---------- INFORMATION PROVIDED ----------

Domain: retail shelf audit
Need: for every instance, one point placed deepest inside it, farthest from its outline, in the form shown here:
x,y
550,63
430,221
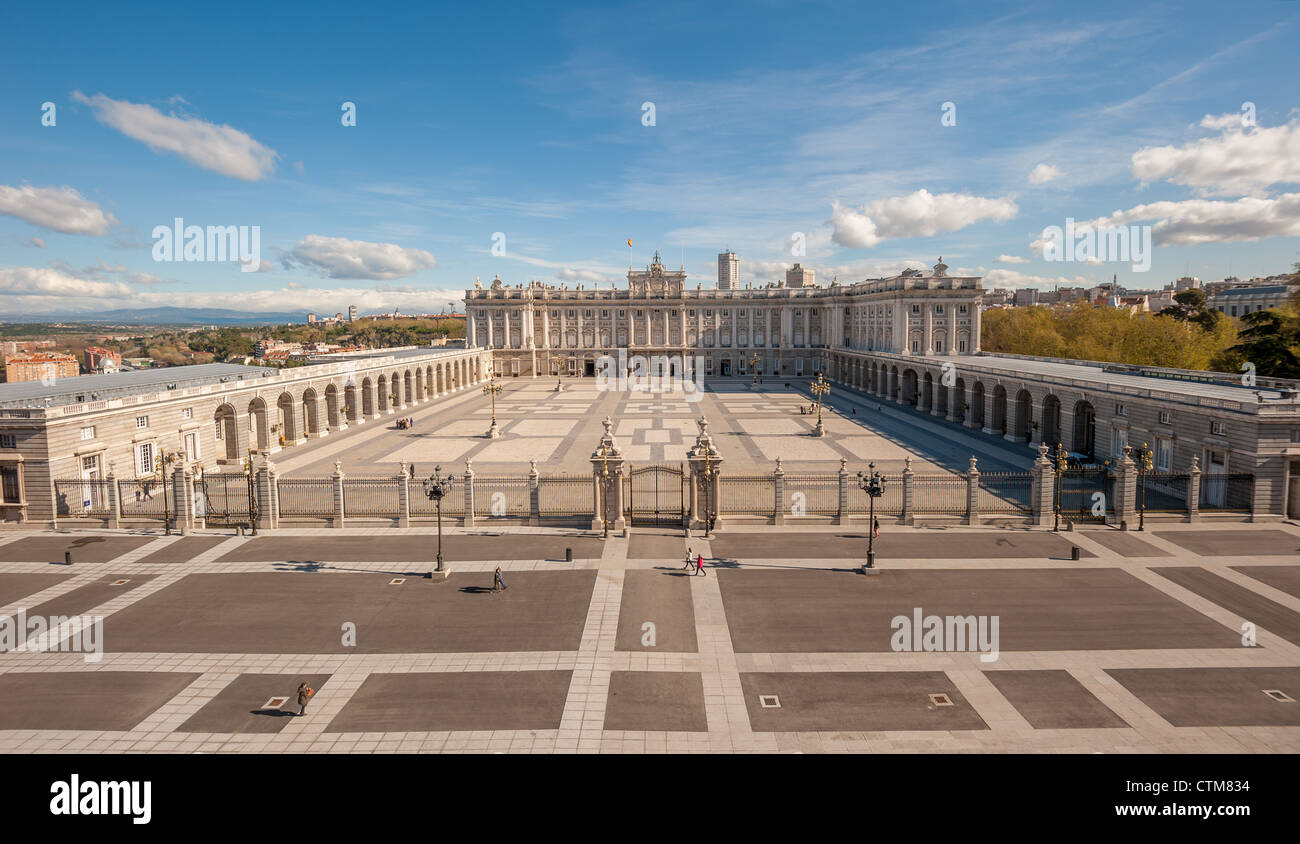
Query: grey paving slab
x,y
304,613
85,700
1249,542
1125,544
1038,609
183,549
1282,578
412,549
1053,700
1249,605
85,548
469,700
670,701
853,545
661,598
1216,697
241,706
14,587
866,701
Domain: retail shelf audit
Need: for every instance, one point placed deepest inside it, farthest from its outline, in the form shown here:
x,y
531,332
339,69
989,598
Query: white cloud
x,y
59,208
1044,173
25,281
1235,163
220,148
915,215
341,258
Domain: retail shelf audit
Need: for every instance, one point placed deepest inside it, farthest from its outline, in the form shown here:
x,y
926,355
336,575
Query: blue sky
x,y
819,118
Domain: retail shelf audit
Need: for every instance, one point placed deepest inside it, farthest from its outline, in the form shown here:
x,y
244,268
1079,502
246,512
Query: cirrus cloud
x,y
341,258
219,148
57,208
915,215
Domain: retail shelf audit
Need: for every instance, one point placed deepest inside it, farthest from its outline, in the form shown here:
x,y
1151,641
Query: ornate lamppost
x,y
1144,466
874,485
819,389
492,389
437,487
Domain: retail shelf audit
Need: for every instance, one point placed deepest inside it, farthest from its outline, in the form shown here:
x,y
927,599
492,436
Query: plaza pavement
x,y
781,646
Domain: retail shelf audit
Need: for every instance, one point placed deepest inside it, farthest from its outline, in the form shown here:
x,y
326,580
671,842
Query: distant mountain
x,y
161,316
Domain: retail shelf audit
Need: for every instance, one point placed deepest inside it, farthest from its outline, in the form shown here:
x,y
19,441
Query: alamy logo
x,y
129,797
947,633
1086,243
180,242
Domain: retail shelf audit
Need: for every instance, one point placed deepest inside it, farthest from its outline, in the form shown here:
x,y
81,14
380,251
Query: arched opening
x,y
228,431
287,423
1023,405
311,412
1084,440
258,428
1051,420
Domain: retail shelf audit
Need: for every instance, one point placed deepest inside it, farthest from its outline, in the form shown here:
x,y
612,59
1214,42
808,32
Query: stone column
x,y
973,494
403,496
338,494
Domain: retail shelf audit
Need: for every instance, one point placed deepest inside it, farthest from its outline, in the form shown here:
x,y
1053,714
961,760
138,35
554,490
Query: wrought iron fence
x,y
1005,492
564,496
83,498
502,497
748,494
817,494
371,497
1164,492
939,493
1231,492
311,497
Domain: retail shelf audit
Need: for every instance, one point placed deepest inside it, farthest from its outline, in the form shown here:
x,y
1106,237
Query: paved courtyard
x,y
752,425
780,645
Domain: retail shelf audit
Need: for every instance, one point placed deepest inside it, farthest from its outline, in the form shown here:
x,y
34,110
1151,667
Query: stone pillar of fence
x,y
1043,488
403,496
841,510
1126,489
703,457
115,501
339,516
1194,490
534,498
469,494
267,498
607,458
182,496
909,490
973,493
779,494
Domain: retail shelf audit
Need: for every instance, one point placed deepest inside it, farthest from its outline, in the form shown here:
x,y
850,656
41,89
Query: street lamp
x,y
819,389
436,487
1144,466
605,487
1060,463
874,485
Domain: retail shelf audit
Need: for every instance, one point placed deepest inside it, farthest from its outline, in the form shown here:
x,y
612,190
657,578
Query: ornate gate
x,y
221,500
657,496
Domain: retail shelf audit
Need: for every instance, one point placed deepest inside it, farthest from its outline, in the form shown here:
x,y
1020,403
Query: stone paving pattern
x,y
1135,648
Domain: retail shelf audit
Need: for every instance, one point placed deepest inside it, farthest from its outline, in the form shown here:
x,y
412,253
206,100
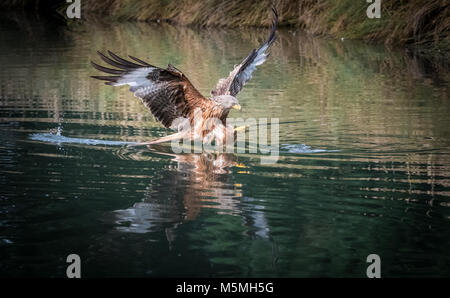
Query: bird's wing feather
x,y
166,92
243,72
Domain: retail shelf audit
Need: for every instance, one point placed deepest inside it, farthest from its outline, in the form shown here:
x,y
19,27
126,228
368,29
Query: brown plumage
x,y
174,101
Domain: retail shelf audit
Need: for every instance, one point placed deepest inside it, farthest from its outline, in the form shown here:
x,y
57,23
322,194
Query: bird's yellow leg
x,y
241,128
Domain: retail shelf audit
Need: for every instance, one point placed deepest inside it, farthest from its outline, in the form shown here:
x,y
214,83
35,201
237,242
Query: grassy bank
x,y
421,22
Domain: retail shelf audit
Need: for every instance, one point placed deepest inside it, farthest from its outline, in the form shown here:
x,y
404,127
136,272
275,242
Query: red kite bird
x,y
175,102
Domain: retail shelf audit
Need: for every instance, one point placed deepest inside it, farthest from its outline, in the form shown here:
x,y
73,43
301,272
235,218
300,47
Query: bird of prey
x,y
175,102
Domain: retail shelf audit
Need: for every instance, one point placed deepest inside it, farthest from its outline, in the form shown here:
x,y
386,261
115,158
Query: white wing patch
x,y
136,78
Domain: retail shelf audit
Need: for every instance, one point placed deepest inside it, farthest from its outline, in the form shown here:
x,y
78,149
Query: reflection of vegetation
x,y
424,22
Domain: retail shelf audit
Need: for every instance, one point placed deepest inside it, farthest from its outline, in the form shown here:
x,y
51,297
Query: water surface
x,y
364,161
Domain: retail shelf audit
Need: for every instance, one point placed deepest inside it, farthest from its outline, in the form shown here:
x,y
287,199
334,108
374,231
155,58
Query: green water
x,y
364,162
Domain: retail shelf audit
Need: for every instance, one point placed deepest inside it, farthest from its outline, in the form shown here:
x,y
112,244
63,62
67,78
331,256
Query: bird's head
x,y
227,102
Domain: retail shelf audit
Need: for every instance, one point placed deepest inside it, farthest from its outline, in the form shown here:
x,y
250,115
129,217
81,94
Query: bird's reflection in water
x,y
178,194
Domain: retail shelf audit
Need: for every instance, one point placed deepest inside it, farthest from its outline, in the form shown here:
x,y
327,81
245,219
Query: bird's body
x,y
176,103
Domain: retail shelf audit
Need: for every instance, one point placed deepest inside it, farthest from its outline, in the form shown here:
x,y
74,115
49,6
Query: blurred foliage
x,y
421,22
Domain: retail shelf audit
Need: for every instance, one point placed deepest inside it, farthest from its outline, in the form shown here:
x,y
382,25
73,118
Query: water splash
x,y
59,139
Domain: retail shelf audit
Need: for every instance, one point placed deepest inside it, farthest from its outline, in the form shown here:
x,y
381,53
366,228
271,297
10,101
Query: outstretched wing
x,y
166,92
243,72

----------

= REQUIRED WORK =
Print out the lines exactly, skipping any picture.

= FINISHED EXERCISE =
Domain: retail shelf audit
Need: for every instance, one point placed deepest inside it, farthest from its outline, in the form shown here:
x,y
550,63
430,221
Query: grey paving slab
x,y
304,613
85,700
1249,542
1125,544
1038,609
183,549
1282,578
412,549
1053,700
1249,605
85,548
469,700
670,701
853,545
661,598
1216,697
241,706
14,587
866,701
Domain: retail shelf audit
Need: for every instance, one point placed deepest inside it, farthest from its outline, in the form shown here:
x,y
531,332
339,69
989,598
Query: white cloud
x,y
59,208
1044,173
25,281
1235,163
220,148
915,215
341,258
Domain: retail shelf audit
Need: for every instance, one point placed deepest inside it, farthest from its outline, in the form shown here:
x,y
926,355
336,575
Query: blue sky
x,y
819,118
Domain: retail shelf audit
Need: for every instance, one point placed deepest inside it, farthest from its outline, in the form shown here:
x,y
244,268
1079,502
246,512
Query: cirrus cloud
x,y
341,258
219,148
57,208
915,215
Domain: retail shelf audit
Need: for every instance, one point placed deepest inside it, farthest from its outline, in the form shown here:
x,y
1151,641
Query: ornate lamppost
x,y
1144,466
874,485
819,389
492,389
437,487
Domain: retail shelf audit
Need: for every instance, one point placed deepest inside it, farthest from its outline, in the form shown here:
x,y
927,599
492,436
Query: plaza pavement
x,y
781,646
Domain: retail shelf audit
Need: for every instance, one point placed deepest inside it, farthest from its outline, in the form shown here:
x,y
326,580
671,842
Query: distant mountain
x,y
161,316
Domain: retail shelf audit
Need: for every instance, one point placed deepest inside it, farthest from its outline, in the form shown here:
x,y
19,441
Query: alamy logo
x,y
129,797
947,633
1086,243
180,242
Domain: retail shelf audit
Need: for every instance, one point placed deepest inside it, farthest from its outline, in the form shown here:
x,y
81,14
380,251
Query: arched opening
x,y
228,431
287,423
1023,405
311,412
1084,440
258,428
1051,420
Domain: retail shelf audit
Need: for every instance, one point placed deepest inside it, farthest from its outline, in the form shown here:
x,y
612,59
1214,42
808,32
Query: stone column
x,y
973,494
403,496
338,494
Domain: retail shelf audit
Need: for every instance, one point placed deepest inside it, farthest from its outline, in the form shown here:
x,y
1053,714
961,760
138,35
554,490
Query: wrought iron fence
x,y
1005,492
564,496
83,498
502,497
748,494
817,494
371,497
1164,492
939,493
1231,492
311,497
Domain: retail shelf audit
Need: for every instance, one point placed deepest inside it, farthest from its outline, in the form shown here:
x,y
1106,237
Query: paved courtyard
x,y
752,425
780,645
Domain: retail shelf audit
Need: for every instance, one point placed deepest inside it, farthest from its outline, in the form shown here:
x,y
34,110
1151,667
Query: stone pillar of fence
x,y
1043,488
403,496
841,510
1126,489
703,457
115,501
339,516
1194,490
534,498
469,494
267,498
607,458
182,496
909,490
973,493
779,494
Domain: retail shelf audit
Need: for every instance, one point placed deepest inside it, farthest from its outline, in the form shown here:
x,y
850,656
41,89
Query: street lamp
x,y
819,389
436,487
1144,466
605,487
1060,463
874,485
Domain: retail shelf audit
Need: for every instance, one point placed deepest inside it, farthest from its outline, in the form shown here:
x,y
612,190
657,578
Query: ornate gate
x,y
221,500
657,496
Domain: retail shelf audit
Need: for every instance, one point placed deepest inside it, farthest from its outline, in the form shown here:
x,y
1020,403
Query: stone paving pattern
x,y
1135,648
Domain: retail shelf audit
Need: for every instance, one point placed deepest inside it, farthest from its outline, in the form shown here:
x,y
412,253
206,100
Query: bird's wing feather
x,y
166,92
243,72
Domain: retail shelf audit
Need: for every instance, one point placed deepest inside it, farthest from its outline, in the form shown here:
x,y
19,27
126,228
368,29
Query: brown plumage
x,y
174,101
Domain: retail shelf audit
Need: for every instance, one point placed deepest inside it, farthest from its outline, in the form shown here:
x,y
57,23
322,194
Query: bird's yellow leg
x,y
241,128
Domain: retail shelf audit
Need: for every instance, one point placed deepest inside it, farthest from its outline, in the form shown here:
x,y
214,83
35,201
237,242
Query: grassy bank
x,y
421,22
Domain: retail shelf audit
Need: for every instance, one point placed deepest inside it, farthest from its outline, in the form shown here:
x,y
404,127
136,272
275,242
Query: red kite bird
x,y
175,102
Domain: retail shelf audit
Need: for every instance, one point placed deepest inside it, farthest from its outline, in the form shown here:
x,y
73,43
301,272
235,218
300,47
Query: bird of prey
x,y
175,102
Domain: retail shelf audit
Need: for every instance, one point placed deepest inside it, farthest from its outline, in the form shown here:
x,y
386,261
115,158
Query: white wing patch
x,y
136,78
Domain: retail shelf audit
Need: for every instance, one point placed deepest inside it, farthest from its outline, in the form shown here:
x,y
78,149
Query: reflection of vegetation
x,y
424,22
Domain: retail shelf audit
Need: for every instance, one point placed deepest inside it, farthest from its outline, in the form shown here:
x,y
51,297
Query: water surface
x,y
364,161
Domain: retail shelf audit
Need: for every instance, one point placed deepest inside it, farthest from its outline, in the form shown here:
x,y
287,199
334,108
374,231
155,58
Query: green water
x,y
364,162
Domain: retail shelf audit
Need: for every instance, one point placed deepest inside it, farthest from its outline, in the form shown here:
x,y
112,244
63,62
67,78
331,256
Query: bird's head
x,y
227,102
Domain: retail shelf audit
Need: for every instance, one point placed deepest inside it, farthest from its outline, in the form shown here:
x,y
250,115
129,217
81,94
Query: bird's reflection in water
x,y
178,194
Domain: retail shelf audit
Need: for every instance, one point placed deepest inside it, farthest from its outline, in the form shown here:
x,y
327,81
245,219
Query: bird's body
x,y
176,103
Domain: retail shelf audit
Need: for every instance, one point placed deepest inside it, farthest from its outline, in the form shown here:
x,y
74,115
49,6
Query: blurred foliage
x,y
421,22
Domain: retail shelf audit
Need: for every instance, one point placed deepest inside it, farthest from its outline, in the form shown here:
x,y
382,25
73,118
Query: water splash
x,y
59,139
Domain: retail shelf audit
Need: for every instance, one point placed deepest inside it, farthest from its outline, in the form shown here:
x,y
381,53
366,228
271,297
10,101
Query: outstretched wing
x,y
166,92
243,72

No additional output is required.